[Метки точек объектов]
+ + + + + + +
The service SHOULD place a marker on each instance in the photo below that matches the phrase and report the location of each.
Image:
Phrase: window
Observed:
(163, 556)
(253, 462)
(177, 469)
+ + + + + + +
**Краткое задание**
Оформите все строки листинга как таблицу Markdown со столбцами «Номер» и «Строка», опустив пустые строки.

**Полный вывод**
| Номер | Строка |
|---|---|
| 1 | The service SHOULD place a marker on each instance in the photo below that matches the phrase and report the location of each. |
| 2 | Image: |
| 3 | Phrase: window |
| 4 | Observed: |
| 5 | (163, 556) |
| 6 | (253, 462) |
| 7 | (177, 469) |